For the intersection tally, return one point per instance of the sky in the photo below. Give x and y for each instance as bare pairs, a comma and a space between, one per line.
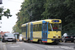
14, 6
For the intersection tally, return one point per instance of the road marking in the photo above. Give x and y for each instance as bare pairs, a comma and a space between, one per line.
62, 47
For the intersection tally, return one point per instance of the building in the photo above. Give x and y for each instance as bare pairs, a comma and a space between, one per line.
2, 33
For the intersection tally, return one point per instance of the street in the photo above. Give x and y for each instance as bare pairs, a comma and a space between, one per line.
36, 46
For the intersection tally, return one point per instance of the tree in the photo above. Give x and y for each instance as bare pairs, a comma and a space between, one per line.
5, 13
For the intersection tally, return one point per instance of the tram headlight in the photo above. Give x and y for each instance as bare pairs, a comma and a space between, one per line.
53, 36
59, 37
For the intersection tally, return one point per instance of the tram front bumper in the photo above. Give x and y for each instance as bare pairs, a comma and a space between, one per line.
56, 40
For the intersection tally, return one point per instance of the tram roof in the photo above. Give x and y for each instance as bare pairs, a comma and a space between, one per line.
39, 21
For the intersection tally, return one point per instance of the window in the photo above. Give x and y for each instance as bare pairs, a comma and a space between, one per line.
37, 27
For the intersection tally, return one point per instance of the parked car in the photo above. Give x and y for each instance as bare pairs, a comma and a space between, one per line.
8, 37
20, 37
68, 37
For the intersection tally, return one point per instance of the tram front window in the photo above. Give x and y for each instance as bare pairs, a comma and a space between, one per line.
54, 27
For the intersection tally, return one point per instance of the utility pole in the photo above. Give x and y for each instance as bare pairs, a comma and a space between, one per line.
30, 14
0, 1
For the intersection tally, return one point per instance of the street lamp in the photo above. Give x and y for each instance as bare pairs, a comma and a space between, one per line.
0, 1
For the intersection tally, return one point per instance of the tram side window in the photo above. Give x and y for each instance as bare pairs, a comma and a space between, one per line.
37, 27
49, 27
24, 29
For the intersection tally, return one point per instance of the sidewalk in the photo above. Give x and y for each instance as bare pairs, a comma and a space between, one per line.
1, 46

> What you need to do: Copy all of the data above verbatim, line by line, and omit the picture.

> Task response:
For the intersection tally, return one point per instance of the sky in the photo below. Give x and y for each instance as bare pairs, a comma and a space between, one per line.
14, 6
For the intersection tally, return one point per instance of the road marking in the photo above. Give x and y for each instance as bare pairs, a comma and a space between, one per line.
62, 47
For the intersection tally, return one point per instance of the building in the photo above. Give x and y for each instance as bare pairs, a comma and a space between, one per line.
2, 33
For the intersection tally, return one point per instance of the street in the photo above. Give x and y for each instance as bare pairs, a comma and a space between, one per line.
36, 46
For the intersection tally, return one point per instance of the tree in the photo above. Give x and y for each instance as bare pairs, a comma and a space between, one per line.
5, 13
For the intersection tally, return one point per instance of the tram headlight in the photo above. Give x and y for each instance as bare pairs, a comma and a space between, one per line.
53, 36
59, 37
For the intersection tally, return one point per instance of the tram front bumper in the photo above. Give x and y for each instance as bare pairs, a comma and a space between, one per line.
56, 40
For the intersection tally, return one point per instance of the tram roof in the photo above. Give x and y for each instance as bare pairs, a comma and a space between, one per line.
39, 21
For the intersection tally, return one point per instance of the window in the photo above. Give x and y for each instance as bare pairs, a comma and a space between, one per line.
37, 27
For the intersection tally, return one point per instance of the parked car in the photo above. Give x and y for each instance as bare pairs, a comma and a space between, one per line.
8, 37
20, 37
68, 37
For the intersection tally, return one point per instance of the tram front window in the photo above. Give x and y for each instance as bare pairs, a comma and a space between, one per line.
54, 27
For the intersection tally, return one point per instance of the utility pole in the photo above. Give x and y for each instance as bare pairs, a comma and a space between, one per line.
30, 14
0, 1
For the intersection tally, return one point per instance of the street lamp in the photo above. Give x and y for each instance as bare pairs, a comma and a space between, one per line.
0, 1
For the intersection tally, return one point per instance of the tram side window in the photo above. Give x and y for each instance as bare pairs, a comma and a space between, one per line.
37, 27
49, 27
24, 29
For the intersection tally, return one point per instance of the sidewalk in the photo above. Give x and y for each instance as bare pairs, a comma and a space between, one per line.
1, 46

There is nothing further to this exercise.